PROBLEM REQUIREMENTS >> Nothing in the listing below should be skipped, so transcribe it all exactly.
*** THE DATA Section Begins ***
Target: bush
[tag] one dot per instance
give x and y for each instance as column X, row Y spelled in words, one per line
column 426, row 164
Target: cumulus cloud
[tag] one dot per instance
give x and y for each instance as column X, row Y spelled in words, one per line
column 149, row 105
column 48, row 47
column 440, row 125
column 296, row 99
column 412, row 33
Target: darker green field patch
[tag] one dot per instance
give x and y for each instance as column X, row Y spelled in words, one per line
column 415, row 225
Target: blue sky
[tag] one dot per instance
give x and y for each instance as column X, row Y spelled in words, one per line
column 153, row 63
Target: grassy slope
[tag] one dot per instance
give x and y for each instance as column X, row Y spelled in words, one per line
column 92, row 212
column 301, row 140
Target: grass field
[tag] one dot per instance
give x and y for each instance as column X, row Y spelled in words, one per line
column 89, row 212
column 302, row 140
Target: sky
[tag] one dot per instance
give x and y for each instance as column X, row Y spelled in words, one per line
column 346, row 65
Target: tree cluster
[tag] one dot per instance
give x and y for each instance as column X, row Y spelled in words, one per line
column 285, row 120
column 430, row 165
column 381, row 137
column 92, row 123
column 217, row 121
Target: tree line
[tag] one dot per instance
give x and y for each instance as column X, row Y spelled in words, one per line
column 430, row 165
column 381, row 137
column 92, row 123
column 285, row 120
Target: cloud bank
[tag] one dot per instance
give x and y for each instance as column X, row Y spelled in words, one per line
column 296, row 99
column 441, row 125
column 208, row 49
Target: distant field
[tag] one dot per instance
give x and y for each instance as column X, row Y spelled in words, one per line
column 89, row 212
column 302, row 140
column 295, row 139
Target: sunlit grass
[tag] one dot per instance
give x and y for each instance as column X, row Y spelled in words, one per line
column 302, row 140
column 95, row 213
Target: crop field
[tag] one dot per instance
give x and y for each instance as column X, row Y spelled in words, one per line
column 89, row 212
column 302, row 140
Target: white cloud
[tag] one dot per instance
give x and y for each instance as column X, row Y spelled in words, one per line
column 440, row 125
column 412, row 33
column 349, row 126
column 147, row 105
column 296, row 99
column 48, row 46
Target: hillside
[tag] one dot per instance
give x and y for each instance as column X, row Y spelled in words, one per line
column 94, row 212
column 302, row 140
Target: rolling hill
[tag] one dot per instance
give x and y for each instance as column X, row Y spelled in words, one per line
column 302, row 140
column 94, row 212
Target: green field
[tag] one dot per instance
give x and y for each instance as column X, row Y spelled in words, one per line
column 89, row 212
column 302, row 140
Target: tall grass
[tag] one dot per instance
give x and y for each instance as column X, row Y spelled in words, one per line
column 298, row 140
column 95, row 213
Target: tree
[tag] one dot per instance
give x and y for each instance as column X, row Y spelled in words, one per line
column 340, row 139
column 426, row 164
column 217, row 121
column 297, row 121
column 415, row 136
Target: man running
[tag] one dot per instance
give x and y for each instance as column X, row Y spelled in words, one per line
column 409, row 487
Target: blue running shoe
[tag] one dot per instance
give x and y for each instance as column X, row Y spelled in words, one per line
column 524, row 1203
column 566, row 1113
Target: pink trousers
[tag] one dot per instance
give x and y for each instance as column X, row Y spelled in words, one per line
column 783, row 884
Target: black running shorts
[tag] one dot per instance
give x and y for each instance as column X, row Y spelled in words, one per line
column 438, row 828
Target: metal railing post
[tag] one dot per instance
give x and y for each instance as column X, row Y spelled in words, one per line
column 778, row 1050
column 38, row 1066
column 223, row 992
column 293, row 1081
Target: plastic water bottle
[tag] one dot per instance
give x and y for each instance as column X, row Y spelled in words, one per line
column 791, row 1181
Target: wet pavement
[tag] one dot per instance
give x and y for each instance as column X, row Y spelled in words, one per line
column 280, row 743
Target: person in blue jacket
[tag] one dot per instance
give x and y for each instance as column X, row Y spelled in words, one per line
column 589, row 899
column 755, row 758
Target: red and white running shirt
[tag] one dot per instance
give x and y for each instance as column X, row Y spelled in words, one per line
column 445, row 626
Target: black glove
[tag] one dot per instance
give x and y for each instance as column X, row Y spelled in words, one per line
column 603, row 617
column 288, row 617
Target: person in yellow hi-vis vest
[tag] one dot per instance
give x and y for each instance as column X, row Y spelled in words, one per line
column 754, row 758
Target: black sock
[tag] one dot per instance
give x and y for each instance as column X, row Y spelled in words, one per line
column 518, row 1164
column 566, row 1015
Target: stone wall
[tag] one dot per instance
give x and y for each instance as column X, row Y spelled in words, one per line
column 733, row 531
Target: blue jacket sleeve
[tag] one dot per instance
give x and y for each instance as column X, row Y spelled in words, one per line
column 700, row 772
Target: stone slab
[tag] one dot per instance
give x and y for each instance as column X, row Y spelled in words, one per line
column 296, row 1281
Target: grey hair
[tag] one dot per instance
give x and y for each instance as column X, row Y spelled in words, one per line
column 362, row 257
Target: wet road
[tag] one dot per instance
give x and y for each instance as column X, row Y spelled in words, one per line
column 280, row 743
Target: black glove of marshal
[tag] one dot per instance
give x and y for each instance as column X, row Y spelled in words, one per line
*** THE DATA Section Ends ***
EXPECTED ANSWER >>
Target: bush
[tag] one dot per instance
give x and y for each instance as column X, row Y spelled in words, one per line
column 426, row 164
Target: cumulus cloud
[tag] one dot per instance
give x and y for each instance as column X, row Y spelled in words, one per line
column 149, row 105
column 48, row 47
column 440, row 125
column 296, row 99
column 412, row 33
Target: darker green field patch
[tag] one dot per instance
give x and y for each instance as column X, row Y spelled in words, one per line
column 415, row 225
Target: blue sky
[tag] one dot per instance
give x and y for each instance as column X, row Y spelled in words, one per line
column 153, row 63
Target: grassy slope
[tag] one dot per instance
give x and y for each instance as column X, row Y spelled in words, one per line
column 92, row 212
column 301, row 140
Target: grass field
[tag] one dot per instance
give x and y for each instance as column X, row Y spelled in words, one per line
column 89, row 212
column 302, row 140
Target: sky
[tag] one dot per instance
give x and y for each instance as column X, row Y spelled in words, one per line
column 346, row 65
Target: tree cluster
[tag] one dot per instance
give x and y for each instance as column X, row Y spelled in words, one per line
column 285, row 120
column 430, row 165
column 381, row 137
column 92, row 123
column 217, row 121
Target: tree line
[tag] one dot per instance
give x and y for each instance as column X, row Y spelled in words, one per line
column 430, row 165
column 381, row 137
column 92, row 123
column 285, row 120
Target: cloud bank
[tag] one dot per instance
give x and y for each instance as column X, row Y spelled in words, one per line
column 296, row 99
column 441, row 125
column 208, row 49
Target: distant field
[tag] one dot per instance
give x and y for each instance as column X, row Y spelled in words, one per line
column 89, row 212
column 302, row 140
column 295, row 139
Target: sunlit grass
[tag] one dot per instance
give x and y for each instance as column X, row Y spelled in words, one per line
column 302, row 140
column 95, row 213
Target: crop field
[tag] one dot per instance
give x and y for each instance as column X, row Y spelled in words, one per line
column 89, row 212
column 302, row 140
Target: white cloud
[tag] one dot per instance
give x and y for each instance as column X, row Y spelled in words, one per line
column 440, row 125
column 412, row 33
column 349, row 126
column 147, row 105
column 296, row 99
column 48, row 46
Target: hillside
[tag] one dot per instance
give x and y for each instance as column X, row Y spelled in words, one per line
column 94, row 212
column 302, row 140
Target: rolling hill
[tag] one dot per instance
give x and y for each instance as column X, row Y spelled in words, one per line
column 302, row 140
column 94, row 212
Target: green field
[tag] one dot per instance
give x and y for each instance as column X, row Y spelled in words, one per line
column 89, row 212
column 302, row 140
Target: tall grass
[tag] one dot per instance
give x and y for each instance as column X, row Y spelled in words, one per line
column 298, row 140
column 95, row 213
Target: tree
[tag] one dot per instance
give x and y for each instance as column X, row Y spelled in words, one per line
column 340, row 139
column 426, row 164
column 217, row 121
column 297, row 121
column 415, row 136
Target: man running
[tag] one dot per instance
give x and y for each instance as column X, row Y spelled in words, one per line
column 409, row 487
Target: blue running shoe
[tag] one dot per instance
give x and y for each instance as column X, row Y spelled in words, one per line
column 524, row 1203
column 566, row 1113
Target: pink trousers
[tag] one dot per instance
give x and y for each instance as column X, row Y spelled in words, one per line
column 783, row 884
Target: black running shorts
[tag] one dot per instance
give x and y for each instance as column X, row Y spelled in words, one per line
column 438, row 828
Target: metal railing post
[tag] one dot per instance
give x and y for each instance as column X, row Y spelled in words, one per line
column 778, row 1050
column 38, row 1066
column 223, row 992
column 293, row 1081
Target: plastic water bottle
[tag] one dot per instance
give x and y for each instance as column X, row Y spelled in words, one per line
column 791, row 1181
Target: wet pavement
[tag] one dot per instance
give x and y for each instance as column X, row Y spelled in words, one per line
column 280, row 743
Target: person in blue jacket
[tag] one dot per instance
give x and y for each instance as column X, row Y spelled in words, one per line
column 589, row 899
column 755, row 758
Target: red and white running shirt
[tag] one dot per instance
give x and y for each instance as column X, row Y spelled in words, one per line
column 445, row 626
Target: black glove
[tag] one dot per instance
give x and y for each instance as column X, row Y spelled in words, one per line
column 603, row 617
column 288, row 617
Target: person in yellow hi-vis vest
[tag] one dot per instance
give x and y for each instance as column X, row Y spelled in words, one per line
column 754, row 758
Target: black sock
[tag] one dot per instance
give x and y for each instance as column X, row Y spelled in words, one per line
column 518, row 1164
column 566, row 1015
Target: stone wall
[tag] one dot per instance
give x and y for each instance as column X, row Y spelled in words, one per line
column 733, row 531
Target: blue jacket sleeve
[tag] one dot per instance
give x and y for each instance as column X, row Y spelled in words, one per line
column 700, row 772
Target: stone slab
[tag] one dot per instance
give x and y for each instance as column X, row Y spelled in words, one per line
column 296, row 1281
Target: grey hair
[tag] one dot per instance
give x and y for each instance as column X, row Y spelled in words, one per line
column 362, row 257
Target: wet road
[tag] one dot per instance
give x and y for each instance as column X, row Y spelled in words, one per line
column 280, row 743
Target: black glove of marshal
[tag] one dot per instance
give x and y for each instance as column X, row Y spelled in words, one per line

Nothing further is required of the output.